§ Task details:
Key in the whole listing below again, keeping every word as it is.

----

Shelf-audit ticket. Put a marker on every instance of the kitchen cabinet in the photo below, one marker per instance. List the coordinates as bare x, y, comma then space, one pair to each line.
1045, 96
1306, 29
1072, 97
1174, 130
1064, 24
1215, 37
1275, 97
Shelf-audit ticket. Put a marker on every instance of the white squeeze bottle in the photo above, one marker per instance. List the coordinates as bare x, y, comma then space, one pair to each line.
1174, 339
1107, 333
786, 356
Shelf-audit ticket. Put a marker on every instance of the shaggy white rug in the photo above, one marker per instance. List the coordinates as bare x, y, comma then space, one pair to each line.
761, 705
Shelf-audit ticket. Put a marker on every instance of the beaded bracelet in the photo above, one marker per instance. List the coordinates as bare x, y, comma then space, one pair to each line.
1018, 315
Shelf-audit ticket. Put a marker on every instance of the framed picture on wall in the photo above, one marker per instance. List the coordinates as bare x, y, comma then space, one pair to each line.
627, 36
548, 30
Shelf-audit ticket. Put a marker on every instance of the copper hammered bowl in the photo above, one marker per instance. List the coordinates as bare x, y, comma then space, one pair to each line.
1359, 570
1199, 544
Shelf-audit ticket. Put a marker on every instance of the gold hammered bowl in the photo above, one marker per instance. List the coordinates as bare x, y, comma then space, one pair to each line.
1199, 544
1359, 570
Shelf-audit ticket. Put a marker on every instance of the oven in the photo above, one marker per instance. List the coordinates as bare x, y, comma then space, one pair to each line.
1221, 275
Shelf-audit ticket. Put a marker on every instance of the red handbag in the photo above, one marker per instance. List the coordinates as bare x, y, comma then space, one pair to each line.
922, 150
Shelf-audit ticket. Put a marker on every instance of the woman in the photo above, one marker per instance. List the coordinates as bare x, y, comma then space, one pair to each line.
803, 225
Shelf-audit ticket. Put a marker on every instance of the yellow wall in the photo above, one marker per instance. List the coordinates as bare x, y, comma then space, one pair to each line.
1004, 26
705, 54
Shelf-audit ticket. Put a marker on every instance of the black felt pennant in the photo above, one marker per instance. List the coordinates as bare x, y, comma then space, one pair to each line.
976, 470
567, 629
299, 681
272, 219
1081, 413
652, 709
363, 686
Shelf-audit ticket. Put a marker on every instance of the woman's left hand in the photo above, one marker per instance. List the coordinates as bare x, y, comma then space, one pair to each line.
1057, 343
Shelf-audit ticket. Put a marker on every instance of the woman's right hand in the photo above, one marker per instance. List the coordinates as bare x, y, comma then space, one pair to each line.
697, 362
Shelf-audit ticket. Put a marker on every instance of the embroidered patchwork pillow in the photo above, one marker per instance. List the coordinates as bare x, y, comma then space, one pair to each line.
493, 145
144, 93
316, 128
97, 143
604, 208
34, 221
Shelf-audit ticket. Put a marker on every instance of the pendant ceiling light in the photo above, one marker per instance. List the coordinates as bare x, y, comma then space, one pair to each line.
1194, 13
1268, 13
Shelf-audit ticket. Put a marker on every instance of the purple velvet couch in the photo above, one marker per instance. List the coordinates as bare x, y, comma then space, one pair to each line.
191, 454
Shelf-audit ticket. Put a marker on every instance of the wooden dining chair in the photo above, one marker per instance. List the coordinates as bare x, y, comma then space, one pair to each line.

----

§ Final answer:
Shelf-audit ticket. Put a marker on every instance of the kitchen cabinet in the photo below, one marker per instance. List the coordinates as bare x, y, comma then space, one pair to each line.
1045, 96
1306, 29
1072, 97
1174, 130
1064, 24
1215, 37
1275, 97
Shelf-audit ticket. Put a marker on every instance of the white squeeze bottle in the photo above, one marker per instance. List the coordinates as bare x, y, comma then space, one pair to each line.
1174, 339
1107, 333
786, 356
Shelf-audit ticket. Put a marker on every instance of the shaggy white rug in the photo above, one marker per instance. List the coordinates as bare x, y, comma then space, one pair to each line.
761, 705
Shelf-audit ticket. Put a marker on every instance of the beaded bracelet in the photo above, one marker per instance. List the coordinates as bare x, y, comma then space, one pair to each line.
1018, 315
Shelf-audit ticket. Put a marker on every instance of the framed picture on wall in the photo above, one marker per instance. List the coordinates as bare x, y, comma then space, one pair to each line.
627, 36
548, 30
Shelf-audit ticket. Put a marker on every instance of the copper hammered bowl in the photo above, one marker per instance. List the coordinates as bare x, y, comma then space, one pair to each line.
1359, 570
1199, 544
Shelf-audit ticket. Put a marker on every instance of the gold hammered bowl in the photo above, one marker per instance. List the coordinates as bare x, y, comma then space, one pair to each line.
1199, 544
1359, 570
Shelf-audit ticket. Put a marker on every instance of the oven in the photo above, one marker per instance. List the coordinates as bare x, y, comma then space, one pair to each line.
1221, 275
Shelf-audit ticket. Put a marker on every instance of the red handbag in the photo above, one marker per instance. List the coordinates as bare x, y, comma then space, one pair to each line.
922, 150
Shelf-audit ticket. Put a marker on every instance of the woman in the photo above, one marker per instance. List the coordinates as bare x, y, comma then space, one pair to each line.
803, 225
Shelf-audit ticket. Put a marker on every instance of the yellow wall in the photo above, one marker per instance. List the coordinates as bare x, y, comma then space, one pair to each line.
1004, 26
705, 54
Shelf-audit ticket. Put a marker on every instance of the black felt pennant in the photo above, one marker per instance. List the coordinates as bare x, y, comma then space, one pair to each line.
976, 470
567, 629
299, 681
272, 219
1081, 413
652, 709
363, 686
Shelf-audit ticket. Put a marker on every instance of the woman's left hand in the photo above, one marker per instance. List the coordinates as bare x, y, comma then space, one pair to each line.
1057, 343
Shelf-audit ticket. Put a marker on every instance of the woman's right hand in the photo above, one marker per instance. List the coordinates as bare x, y, comma then space, one pair to each line.
697, 362
Shelf-audit ticket. Put a marker on every instance of the embroidered patchwork pillow in the photo above, one marker per instance. List the coordinates as bare x, y, comma then space, one pair to each line.
493, 145
144, 93
316, 128
97, 143
604, 208
34, 221
Shelf-audit ticket. Put a marker on every instance of the pendant ceiling light in the photo above, one marker per instance. List the coordinates as bare x, y, comma then space, one pair to each line.
1194, 13
1268, 13
Shelf-audit ticket. Put a marker on every instance of the purple velvet couch in the photo above, one marker per instance. List the coordinates as bare x, y, comma then space, one pair to each line.
191, 454
Shelf-audit ticket. Put a marker on every instance of the wooden dining chair in the photo above, one marker per instance. List the coordinates as bare x, y, comma then space, one pair to each line.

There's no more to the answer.